Exercise instructions - The required output is every entry below, copied exactly.

Listed records -

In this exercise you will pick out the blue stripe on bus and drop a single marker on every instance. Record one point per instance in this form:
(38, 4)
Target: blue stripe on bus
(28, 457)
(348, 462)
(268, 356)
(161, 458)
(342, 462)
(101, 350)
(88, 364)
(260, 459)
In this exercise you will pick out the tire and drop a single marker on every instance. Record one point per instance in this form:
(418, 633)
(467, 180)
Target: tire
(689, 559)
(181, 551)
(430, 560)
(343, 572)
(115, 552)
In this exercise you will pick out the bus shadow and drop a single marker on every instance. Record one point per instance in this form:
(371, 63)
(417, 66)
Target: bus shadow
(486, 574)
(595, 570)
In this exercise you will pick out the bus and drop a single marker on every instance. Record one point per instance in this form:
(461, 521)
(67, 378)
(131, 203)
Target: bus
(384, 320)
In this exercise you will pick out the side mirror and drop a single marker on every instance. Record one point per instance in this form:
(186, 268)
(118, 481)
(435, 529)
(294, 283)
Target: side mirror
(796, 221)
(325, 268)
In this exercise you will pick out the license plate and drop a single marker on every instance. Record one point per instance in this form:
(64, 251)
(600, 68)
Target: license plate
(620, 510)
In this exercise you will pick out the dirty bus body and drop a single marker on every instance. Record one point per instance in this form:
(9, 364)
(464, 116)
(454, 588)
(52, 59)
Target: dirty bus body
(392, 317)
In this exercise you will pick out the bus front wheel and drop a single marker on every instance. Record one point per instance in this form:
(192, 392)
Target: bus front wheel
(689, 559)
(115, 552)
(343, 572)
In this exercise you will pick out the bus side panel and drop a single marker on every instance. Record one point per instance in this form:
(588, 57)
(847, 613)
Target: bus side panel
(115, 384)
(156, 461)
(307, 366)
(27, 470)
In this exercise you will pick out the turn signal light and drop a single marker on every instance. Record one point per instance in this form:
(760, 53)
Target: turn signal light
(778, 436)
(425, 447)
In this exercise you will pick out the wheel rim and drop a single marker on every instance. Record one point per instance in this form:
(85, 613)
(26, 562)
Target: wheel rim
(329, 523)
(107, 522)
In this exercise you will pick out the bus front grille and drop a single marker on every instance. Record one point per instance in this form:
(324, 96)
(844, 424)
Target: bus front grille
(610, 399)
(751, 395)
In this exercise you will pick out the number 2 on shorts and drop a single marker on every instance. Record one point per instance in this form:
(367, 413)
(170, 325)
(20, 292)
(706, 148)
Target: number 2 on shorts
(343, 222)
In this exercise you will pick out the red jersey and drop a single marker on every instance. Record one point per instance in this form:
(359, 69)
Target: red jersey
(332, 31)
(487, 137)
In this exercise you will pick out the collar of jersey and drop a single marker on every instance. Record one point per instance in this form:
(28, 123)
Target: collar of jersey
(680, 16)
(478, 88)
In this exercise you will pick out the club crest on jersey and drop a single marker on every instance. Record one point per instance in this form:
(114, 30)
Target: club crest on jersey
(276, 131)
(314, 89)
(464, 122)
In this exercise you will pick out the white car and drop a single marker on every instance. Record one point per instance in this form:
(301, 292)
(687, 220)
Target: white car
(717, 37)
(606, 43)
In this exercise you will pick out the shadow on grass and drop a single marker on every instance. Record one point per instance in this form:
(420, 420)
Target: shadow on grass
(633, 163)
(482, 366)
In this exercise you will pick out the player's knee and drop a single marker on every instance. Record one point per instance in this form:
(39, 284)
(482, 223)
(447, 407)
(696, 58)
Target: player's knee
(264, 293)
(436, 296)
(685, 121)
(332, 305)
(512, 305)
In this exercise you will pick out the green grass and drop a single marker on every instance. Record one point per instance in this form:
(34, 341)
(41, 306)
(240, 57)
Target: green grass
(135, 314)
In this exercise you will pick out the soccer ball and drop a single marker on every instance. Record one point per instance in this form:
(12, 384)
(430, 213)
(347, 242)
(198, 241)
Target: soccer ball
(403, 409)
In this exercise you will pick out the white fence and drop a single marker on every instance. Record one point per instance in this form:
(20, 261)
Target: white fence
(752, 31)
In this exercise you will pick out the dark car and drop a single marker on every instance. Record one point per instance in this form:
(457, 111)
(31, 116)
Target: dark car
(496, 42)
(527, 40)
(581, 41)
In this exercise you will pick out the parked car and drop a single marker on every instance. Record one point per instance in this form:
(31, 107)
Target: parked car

Expected answer -
In this exercise you will pick out the blue stripe on bus and drop a single marker on every instance. Record one point per instance in this form:
(38, 4)
Target: blue stripe on bus
(28, 457)
(348, 462)
(268, 356)
(161, 458)
(342, 462)
(101, 350)
(88, 364)
(260, 459)
In this exercise you will pick out the tire and drop a single marker on every instance. Record one point per instance in this form:
(418, 633)
(467, 180)
Target: tire
(689, 559)
(181, 551)
(430, 560)
(343, 572)
(115, 552)
In this exercise you will pick out the bus shadow and drop a single marker on every instance. Record one point per instance in this form:
(371, 63)
(417, 66)
Target: bus shadow
(486, 574)
(595, 570)
In this exercise you will pick out the bus and drop a single marker on every instance. Record one point per instance in this form:
(461, 521)
(67, 378)
(131, 203)
Target: bus
(384, 320)
In this exercise you will pick out the side mirror and drop a single marker on every instance. Record one point per instance in this form:
(186, 268)
(118, 481)
(435, 529)
(294, 283)
Target: side mirror
(796, 221)
(325, 268)
In this exercise you will pick out the license plate and drop a single marker on every instance. Record one point per instance in this form:
(64, 251)
(600, 68)
Target: license plate
(620, 510)
In this exercise you will pick out the dirty bus body and drop a single marker on every instance. Record one point per instance in this form:
(9, 364)
(464, 116)
(454, 588)
(52, 59)
Target: dirty bus body
(392, 317)
In this exercise you will pick out the bus front wheel and drop a single marker on every instance. Record one point per instance in this form:
(192, 392)
Target: bus front wheel
(689, 559)
(115, 552)
(343, 572)
In this exercise you will pick out the bus side panel and drop a single marker on every instance. Record one point per instance in this form:
(588, 57)
(847, 613)
Target: bus side panel
(115, 384)
(156, 461)
(307, 366)
(27, 470)
In this exercise you will pick out the turn signal light and drop a single marker on every instance. Record one point per instance in this form:
(760, 53)
Target: turn signal light
(778, 436)
(425, 447)
In this exercise you will pick out the wheel rim and drop a single marker on every instance. Record one point per instance in this form:
(85, 613)
(26, 562)
Target: wheel rim
(329, 523)
(107, 522)
In this exercise you will pick out the bus front grille and drop a single marker on every instance. Record one point per instance in this form:
(324, 96)
(844, 424)
Target: bus front grille
(610, 399)
(751, 395)
In this exercise you will pick out the number 2 on shorts and drop a single marker on every instance. Record one point per instance in this form:
(367, 413)
(170, 325)
(20, 292)
(706, 148)
Target: number 2 on shorts
(343, 222)
In this exercise you will pick out the red jersey and drop a single marker on every instance. Record one point per instance in this form:
(359, 69)
Target: red jersey
(332, 31)
(487, 137)
In this exercise you will pick out the collar of jersey and drop a single marker on every instance. Record one point per instance in this form:
(28, 123)
Target: collar of jersey
(680, 16)
(478, 88)
In this exercise you will pick out the club crest on jersey and drop a single marker on every instance. Record one point per instance in this form:
(114, 30)
Target: club crest on jersey
(276, 131)
(314, 89)
(464, 122)
In this exercise you will pick out the white car and drop a single marker on every instance. Record one point per instance in this form:
(301, 292)
(687, 220)
Target: white car
(717, 37)
(606, 43)
In this exercise you will pick out the shadow on grass and drop a single marker on every instance. Record one point per instance in this form:
(420, 420)
Target: shadow on grass
(633, 163)
(482, 366)
In this exercise you will pick out the player's knee and drop a single marker on every instance. Record one point per instance in this form:
(39, 284)
(482, 223)
(447, 407)
(696, 58)
Target: player's knee
(264, 293)
(436, 296)
(685, 121)
(332, 305)
(512, 305)
In this exercise you will pick out the green grass and drop a single marker on every instance. Record one point per instance in this form:
(34, 341)
(41, 306)
(240, 57)
Target: green grass
(135, 314)
In this exercise you will pick out the soccer ball and drop a single marker on every instance. Record one point per instance in this form:
(12, 384)
(430, 213)
(347, 242)
(198, 241)
Target: soccer ball
(403, 409)
In this exercise you will pick out the white fence and drop a single marker on every instance. Record one point per instance in this form:
(20, 261)
Target: white fence
(752, 31)
In this exercise you will pick out the dark car and drop a single marker on every instance. Record one point per instance in this form:
(457, 111)
(31, 116)
Target: dark car
(496, 42)
(527, 40)
(581, 41)
In this exercise you will pick out the parked car and drop a single marker on every instance. Record one point per instance in this form:
(31, 107)
Target: parked car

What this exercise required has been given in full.